_Task goal_: Pictures in the records are to be omitted; everything else is copied exactly.

######

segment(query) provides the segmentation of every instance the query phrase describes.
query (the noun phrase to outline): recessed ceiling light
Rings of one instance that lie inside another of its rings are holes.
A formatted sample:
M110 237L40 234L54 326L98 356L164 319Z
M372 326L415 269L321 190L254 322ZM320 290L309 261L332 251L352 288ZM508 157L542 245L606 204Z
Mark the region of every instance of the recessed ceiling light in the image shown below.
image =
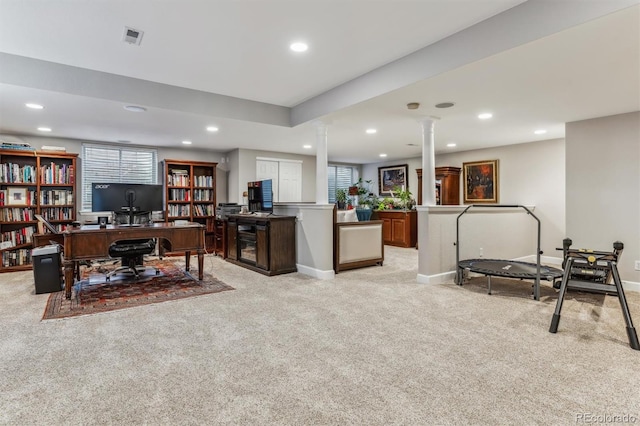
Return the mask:
M39 104L25 104L25 105L27 106L27 108L31 108L31 109L44 109L44 107Z
M480 120L488 120L491 117L493 117L493 114L491 114L490 112L483 112L482 114L478 115L478 118Z
M216 126L207 127L207 132L217 132L218 128Z
M291 45L289 46L289 49L293 50L294 52L306 52L308 48L309 46L307 45L307 43L303 43L301 41L291 43Z
M455 104L453 102L440 102L439 104L436 104L436 108L451 108L454 105Z
M311 145L302 145L304 149L311 149Z
M127 140L127 139L118 139L116 142L118 142L118 143L131 143L131 141Z
M536 130L533 133L535 133L536 135L544 135L545 133L547 133L547 131L544 130L544 129L539 129L539 130Z
M368 135L373 135L374 133L376 133L377 130L376 129L367 129L367 134Z
M182 141L182 143L185 145L191 145L191 141Z
M417 143L408 143L407 146L418 146Z
M131 112L145 112L147 109L138 105L125 105L124 109Z
M409 102L407 104L407 109L418 109L420 108L420 102Z
M386 157L387 154L380 154L380 157Z
M456 144L455 144L455 143L448 143L448 144L447 144L447 146L448 146L449 148L453 148L454 146L456 146Z
M50 132L51 128L50 127L38 127L38 130L40 130L41 132Z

######

_Answer space_:
segment(query) provides the segmentation of every instance the query phrase describes.
query (the noun phrase to outline): recessed ceiling light
Rings of one instance that lie inside another of its rings are holes.
A formatted sample:
M110 237L40 234L54 326L98 356L164 319Z
M372 326L415 269L321 190L254 322ZM320 290L309 261L332 251L352 288ZM508 157L542 245L606 204Z
Mark the region of every instance of the recessed ceiling light in the image shown below.
image =
Return the mask:
M39 104L25 104L25 105L27 106L27 108L31 108L31 109L44 109L44 107Z
M480 120L488 120L491 117L493 117L493 114L491 114L490 112L483 112L482 114L478 115L478 118Z
M216 126L207 127L207 132L217 132L218 128Z
M291 45L289 46L289 49L293 50L294 52L306 52L308 48L309 46L307 45L307 43L303 43L301 41L291 43Z
M455 104L453 102L440 102L439 104L436 104L436 108L451 108L454 105Z
M311 145L302 145L304 149L311 149Z
M127 140L127 139L118 139L116 142L118 142L118 143L131 143L131 141Z
M536 130L533 133L535 133L536 135L544 135L545 133L547 133L547 131L544 130L544 129L539 129L539 130Z
M368 135L373 135L374 133L376 133L377 130L376 129L367 129L367 134Z
M182 141L182 143L185 145L191 145L191 141Z
M417 143L408 143L407 146L418 146Z
M131 112L145 112L147 109L138 105L125 105L124 109Z
M409 102L407 104L407 109L418 109L420 108L420 102Z
M386 157L387 154L380 154L380 157Z
M456 144L455 144L455 143L448 143L448 144L447 144L447 146L448 146L449 148L453 148L454 146L456 146Z
M50 132L51 128L50 127L38 127L38 130L40 130L41 132Z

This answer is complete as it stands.